**Task to complete:**
Using the word "target" as the filter, copy each matching line from the records.

**Records for processing:**
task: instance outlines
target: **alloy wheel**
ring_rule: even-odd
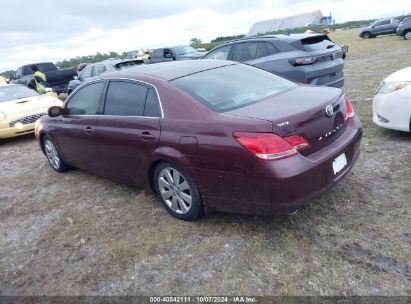
[[[411,40],[411,31],[410,31],[410,32],[407,32],[407,33],[405,34],[404,38],[407,39],[407,40]]]
[[[193,196],[189,183],[175,168],[165,167],[158,175],[160,195],[167,206],[178,214],[190,211]]]
[[[49,160],[50,165],[54,169],[59,170],[61,163],[60,156],[51,140],[46,139],[44,141],[44,150],[46,151],[47,159]]]

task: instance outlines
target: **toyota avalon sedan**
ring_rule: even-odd
[[[145,186],[184,220],[292,212],[349,172],[361,135],[340,89],[219,60],[99,76],[36,125],[55,171]]]

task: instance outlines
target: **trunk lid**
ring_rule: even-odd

**Task result:**
target: **alloy wheel**
target: **toyota avalon sedan**
target: **trunk lid**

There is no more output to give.